■ Given text:

————————

Watch This 'Maniac' Featurette Attempt to Explain What Netflix's Weird New Show is All About

Netflix’s Maniac is incredible – one of the best original programs the streaming service has released to date. It’s also weird as hell, and almost impossible to coherently sum up. A new video attempts to break down the Emma Stone and Jonah Hill show while highlighting what makes it so unique. Watch it below.

Maniac Inside the Series 

What is Maniac? It’s kind of hard to explain. Think of Total Recall crossed with Eternal Sunshine of the Spotless Mind, with a little 2001: A Space Odyssey thrown in for seasoning. If you can picture that, you’re sort of close to picturing Maniac. “Maniac is totally crazy,” says Emma Stone in this video. “It’s impossible to explain what it is,” adds Sally Field.

————————

■ Dataset extract:
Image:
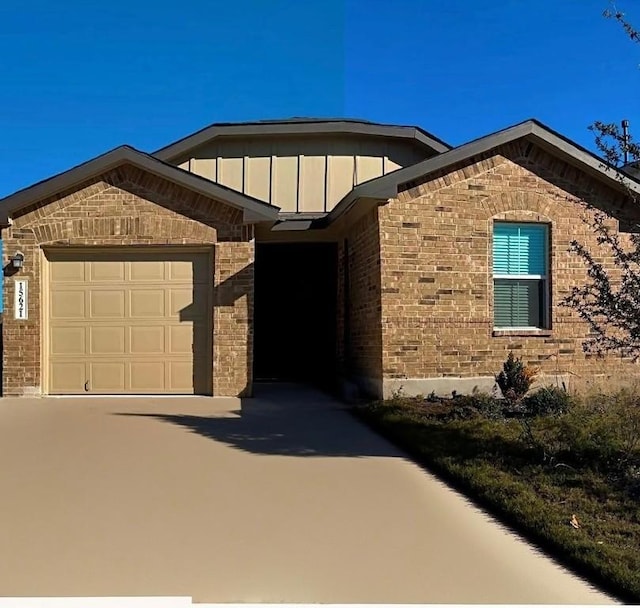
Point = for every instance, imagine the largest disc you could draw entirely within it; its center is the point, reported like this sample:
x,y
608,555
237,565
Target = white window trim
x,y
536,277
546,312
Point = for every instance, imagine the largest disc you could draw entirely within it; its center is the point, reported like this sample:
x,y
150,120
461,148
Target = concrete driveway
x,y
288,500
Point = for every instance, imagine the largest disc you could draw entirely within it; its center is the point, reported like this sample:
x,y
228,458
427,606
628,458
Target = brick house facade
x,y
415,283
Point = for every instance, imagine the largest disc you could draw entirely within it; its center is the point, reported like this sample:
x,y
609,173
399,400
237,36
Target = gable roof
x,y
254,209
385,187
301,126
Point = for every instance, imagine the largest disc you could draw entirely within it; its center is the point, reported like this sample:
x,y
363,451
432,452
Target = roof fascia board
x,y
199,138
126,155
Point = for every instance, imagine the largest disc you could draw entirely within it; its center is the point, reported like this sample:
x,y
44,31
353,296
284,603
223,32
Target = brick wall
x,y
437,288
361,355
129,207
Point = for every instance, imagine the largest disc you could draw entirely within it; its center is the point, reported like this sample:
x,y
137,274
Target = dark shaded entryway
x,y
295,312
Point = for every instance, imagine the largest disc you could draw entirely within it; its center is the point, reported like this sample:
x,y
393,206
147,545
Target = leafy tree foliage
x,y
609,302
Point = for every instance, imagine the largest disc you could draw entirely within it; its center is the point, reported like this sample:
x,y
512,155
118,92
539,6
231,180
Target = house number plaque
x,y
21,303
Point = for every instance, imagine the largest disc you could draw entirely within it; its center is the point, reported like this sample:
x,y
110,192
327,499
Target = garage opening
x,y
128,322
295,312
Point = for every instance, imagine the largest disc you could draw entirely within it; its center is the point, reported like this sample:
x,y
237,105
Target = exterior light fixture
x,y
17,261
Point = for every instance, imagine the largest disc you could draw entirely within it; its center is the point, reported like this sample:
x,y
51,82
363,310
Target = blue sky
x,y
79,78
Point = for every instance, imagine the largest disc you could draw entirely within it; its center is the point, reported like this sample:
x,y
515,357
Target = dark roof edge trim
x,y
180,147
253,208
387,186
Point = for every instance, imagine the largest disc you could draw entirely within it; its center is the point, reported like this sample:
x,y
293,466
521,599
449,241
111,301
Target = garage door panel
x,y
107,340
106,270
147,271
147,303
180,375
68,341
106,303
107,377
68,271
67,305
148,340
67,377
129,322
147,376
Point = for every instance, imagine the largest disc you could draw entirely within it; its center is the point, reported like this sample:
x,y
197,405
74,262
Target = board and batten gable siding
x,y
299,174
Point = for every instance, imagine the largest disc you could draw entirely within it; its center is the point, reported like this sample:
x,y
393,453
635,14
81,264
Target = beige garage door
x,y
128,322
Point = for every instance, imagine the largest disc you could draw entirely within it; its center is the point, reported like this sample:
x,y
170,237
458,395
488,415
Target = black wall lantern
x,y
17,261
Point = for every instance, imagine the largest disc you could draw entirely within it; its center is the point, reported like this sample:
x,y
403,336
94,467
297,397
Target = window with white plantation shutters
x,y
520,274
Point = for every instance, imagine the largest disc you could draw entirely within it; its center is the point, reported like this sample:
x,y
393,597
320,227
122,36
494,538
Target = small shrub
x,y
515,379
547,401
487,405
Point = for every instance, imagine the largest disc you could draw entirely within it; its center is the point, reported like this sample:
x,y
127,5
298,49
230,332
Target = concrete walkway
x,y
288,500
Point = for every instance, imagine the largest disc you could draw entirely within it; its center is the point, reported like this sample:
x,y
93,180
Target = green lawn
x,y
534,474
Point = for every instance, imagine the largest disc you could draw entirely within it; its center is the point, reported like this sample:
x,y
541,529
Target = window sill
x,y
525,333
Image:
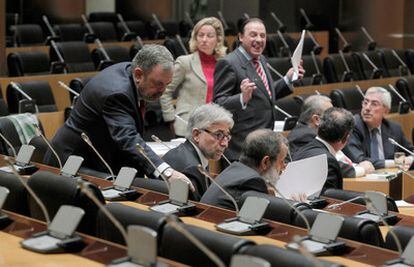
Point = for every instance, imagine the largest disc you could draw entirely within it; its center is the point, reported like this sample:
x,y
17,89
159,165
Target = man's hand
x,y
180,176
289,74
247,87
367,166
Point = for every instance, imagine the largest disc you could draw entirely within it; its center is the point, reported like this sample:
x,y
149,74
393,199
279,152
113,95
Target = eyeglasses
x,y
219,136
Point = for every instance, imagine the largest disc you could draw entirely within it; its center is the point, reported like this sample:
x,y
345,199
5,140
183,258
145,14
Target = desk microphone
x,y
159,141
204,172
9,145
89,142
211,255
39,133
141,151
29,189
392,141
290,205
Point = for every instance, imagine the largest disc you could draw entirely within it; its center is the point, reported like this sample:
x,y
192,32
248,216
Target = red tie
x,y
262,75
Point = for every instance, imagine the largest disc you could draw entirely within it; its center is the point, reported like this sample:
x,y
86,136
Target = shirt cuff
x,y
244,106
389,163
359,171
160,169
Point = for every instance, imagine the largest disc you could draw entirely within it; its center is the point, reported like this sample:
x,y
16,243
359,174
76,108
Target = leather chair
x,y
404,234
127,216
334,68
177,247
70,32
347,98
16,200
28,63
76,56
27,34
40,91
277,209
358,229
55,190
348,194
174,46
281,257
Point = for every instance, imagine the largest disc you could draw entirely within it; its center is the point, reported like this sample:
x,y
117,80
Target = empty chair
x,y
105,31
28,63
76,56
40,91
10,127
334,68
358,229
116,54
347,98
127,216
177,247
348,194
291,104
404,234
277,210
405,86
366,69
17,199
281,257
27,34
174,46
70,32
55,190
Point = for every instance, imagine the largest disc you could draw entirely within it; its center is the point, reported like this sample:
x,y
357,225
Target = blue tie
x,y
374,144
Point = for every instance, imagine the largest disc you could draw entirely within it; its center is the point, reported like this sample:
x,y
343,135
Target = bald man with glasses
x,y
208,136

————————

■ Problems to solve:
A) In the Maniac article, who are the two actors named as the stars of the show?
B) Does the Maniac article support each statement below? Answer yes or no for each and quote the words that decide it.
(i) Maniac is called one of the best original programs Netflix has released.
(ii) Sally Field says Maniac is easy to explain.
(iii) Maniac is compared to Total Recall crossed with Eternal Sunshine of the Spotless Mind.
C) Rewrite the Maniac article from "Watch This 'Maniac'" to "adds Sally Field.", replacing "seasoning" with "flavor".

■ Numbered responses:
A) Emma Stone and Jonah Hill.

B)
(i) Yes: "one of the best original programs the streaming service has released to date"
(ii) No: "It’s impossible to explain what it is"
(iii) Yes: "Think of Total Recall crossed with Eternal Sunshine of the Spotless Mind"

C)
Watch This 'Maniac' Featurette Attempt to Explain What Netflix's Weird New Show is All About

Netflix’s Maniac is incredible – one of the best original programs the streaming service has released to date. It’s also weird as hell, and almost impossible to coherently sum up. A new video attempts to break down the Emma Stone and Jonah Hill show while highlighting what makes it so unique. Watch it below.

Maniac Inside the Series 

What is Maniac? It’s kind of hard to explain. Think of Total Recall crossed with Eternal Sunshine of the Spotless Mind, with a little 2001: A Space Odyssey thrown in for flavor. If you can picture that, you’re sort of close to picturing Maniac. “Maniac is totally crazy,” says Emma Stone in this video. “It’s impossible to explain what it is,” adds Sally Field.